Set problem → Please reproduce the lines below word for word, from the very first one through the line containing "[148,72,409,444]", with both of those included and nothing past them.

Material for this task →
************
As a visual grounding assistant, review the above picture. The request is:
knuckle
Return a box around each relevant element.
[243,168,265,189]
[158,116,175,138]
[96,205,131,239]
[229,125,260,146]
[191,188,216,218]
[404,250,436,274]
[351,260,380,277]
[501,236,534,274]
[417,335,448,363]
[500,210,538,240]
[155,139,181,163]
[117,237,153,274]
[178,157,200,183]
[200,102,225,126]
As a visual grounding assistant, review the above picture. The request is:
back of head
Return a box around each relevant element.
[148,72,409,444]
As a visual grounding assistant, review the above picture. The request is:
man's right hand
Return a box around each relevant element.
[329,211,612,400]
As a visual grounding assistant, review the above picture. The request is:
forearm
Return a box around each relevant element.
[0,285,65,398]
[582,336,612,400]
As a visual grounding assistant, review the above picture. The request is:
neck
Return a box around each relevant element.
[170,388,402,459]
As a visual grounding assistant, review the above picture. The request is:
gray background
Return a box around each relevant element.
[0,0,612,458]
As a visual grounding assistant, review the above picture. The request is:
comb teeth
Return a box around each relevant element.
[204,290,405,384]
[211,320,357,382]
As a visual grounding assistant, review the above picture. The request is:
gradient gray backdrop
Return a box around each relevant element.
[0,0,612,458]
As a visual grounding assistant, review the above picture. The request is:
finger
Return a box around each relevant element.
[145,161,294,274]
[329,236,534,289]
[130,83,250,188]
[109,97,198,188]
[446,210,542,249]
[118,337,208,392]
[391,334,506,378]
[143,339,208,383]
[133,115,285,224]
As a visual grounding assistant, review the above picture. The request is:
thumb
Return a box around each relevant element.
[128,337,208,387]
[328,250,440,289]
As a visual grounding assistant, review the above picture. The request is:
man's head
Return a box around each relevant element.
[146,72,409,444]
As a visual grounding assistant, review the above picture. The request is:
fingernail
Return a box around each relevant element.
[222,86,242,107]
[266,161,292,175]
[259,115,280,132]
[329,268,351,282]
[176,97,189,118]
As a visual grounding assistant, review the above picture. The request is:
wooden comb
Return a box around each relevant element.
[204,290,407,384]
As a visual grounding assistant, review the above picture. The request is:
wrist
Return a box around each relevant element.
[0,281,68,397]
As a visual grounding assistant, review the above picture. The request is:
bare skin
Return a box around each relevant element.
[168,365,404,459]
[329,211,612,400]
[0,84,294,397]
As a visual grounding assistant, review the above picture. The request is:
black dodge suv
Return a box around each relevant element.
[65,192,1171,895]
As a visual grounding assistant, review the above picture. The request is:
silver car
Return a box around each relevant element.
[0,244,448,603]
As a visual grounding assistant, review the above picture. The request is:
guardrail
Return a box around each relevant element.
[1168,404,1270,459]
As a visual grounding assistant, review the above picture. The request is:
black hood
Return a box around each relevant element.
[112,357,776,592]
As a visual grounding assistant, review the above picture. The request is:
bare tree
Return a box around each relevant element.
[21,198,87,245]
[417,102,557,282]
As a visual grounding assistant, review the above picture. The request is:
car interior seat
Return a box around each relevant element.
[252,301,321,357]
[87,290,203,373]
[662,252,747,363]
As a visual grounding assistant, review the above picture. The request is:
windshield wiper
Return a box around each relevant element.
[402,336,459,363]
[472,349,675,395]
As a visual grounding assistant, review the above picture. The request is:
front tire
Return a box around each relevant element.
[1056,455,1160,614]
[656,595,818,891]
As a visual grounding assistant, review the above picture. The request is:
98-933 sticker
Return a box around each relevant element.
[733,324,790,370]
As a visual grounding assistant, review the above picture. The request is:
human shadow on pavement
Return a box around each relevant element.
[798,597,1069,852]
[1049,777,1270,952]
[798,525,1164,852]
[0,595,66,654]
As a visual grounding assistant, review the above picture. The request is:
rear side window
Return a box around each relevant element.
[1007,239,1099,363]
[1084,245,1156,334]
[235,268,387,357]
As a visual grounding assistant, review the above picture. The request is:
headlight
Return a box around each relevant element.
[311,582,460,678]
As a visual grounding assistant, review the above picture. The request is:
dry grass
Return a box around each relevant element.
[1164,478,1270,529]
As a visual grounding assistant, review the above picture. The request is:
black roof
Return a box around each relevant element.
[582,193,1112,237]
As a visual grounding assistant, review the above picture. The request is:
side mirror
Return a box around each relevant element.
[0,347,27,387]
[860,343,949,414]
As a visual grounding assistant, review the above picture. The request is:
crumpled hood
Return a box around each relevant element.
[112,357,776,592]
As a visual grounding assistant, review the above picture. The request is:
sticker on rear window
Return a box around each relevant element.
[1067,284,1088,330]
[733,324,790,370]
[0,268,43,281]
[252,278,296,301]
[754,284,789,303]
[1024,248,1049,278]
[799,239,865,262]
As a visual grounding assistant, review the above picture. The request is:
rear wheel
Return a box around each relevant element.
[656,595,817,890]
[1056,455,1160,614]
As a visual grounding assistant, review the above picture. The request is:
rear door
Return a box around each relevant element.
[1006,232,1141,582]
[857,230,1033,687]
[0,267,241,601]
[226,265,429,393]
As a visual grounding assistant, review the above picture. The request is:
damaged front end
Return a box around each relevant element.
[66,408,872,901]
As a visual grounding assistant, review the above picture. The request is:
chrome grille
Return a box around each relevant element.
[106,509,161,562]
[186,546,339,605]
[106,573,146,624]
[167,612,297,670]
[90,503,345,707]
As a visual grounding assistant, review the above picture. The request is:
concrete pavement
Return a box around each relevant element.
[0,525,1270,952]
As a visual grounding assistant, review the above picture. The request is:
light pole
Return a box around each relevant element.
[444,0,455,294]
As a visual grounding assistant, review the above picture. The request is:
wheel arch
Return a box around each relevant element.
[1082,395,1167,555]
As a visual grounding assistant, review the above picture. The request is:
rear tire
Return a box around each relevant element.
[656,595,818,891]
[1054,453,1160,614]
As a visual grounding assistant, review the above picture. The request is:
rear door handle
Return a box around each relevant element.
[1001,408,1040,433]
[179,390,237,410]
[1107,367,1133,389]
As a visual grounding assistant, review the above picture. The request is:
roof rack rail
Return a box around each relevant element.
************
Answer for the task →
As a visual grounding assistant, review the above picture. The request is:
knuckle
Return a box around each relevant element.
[243,168,265,189]
[158,116,175,138]
[96,205,131,239]
[229,125,260,146]
[191,188,216,218]
[404,250,436,274]
[351,260,380,277]
[501,236,534,274]
[417,335,448,363]
[500,210,538,240]
[155,139,181,163]
[117,237,153,274]
[178,157,200,183]
[200,102,225,126]
As a visual grounding assistant, review the above picture. The request is:
back of head
Return a box around each relevant element.
[148,72,409,444]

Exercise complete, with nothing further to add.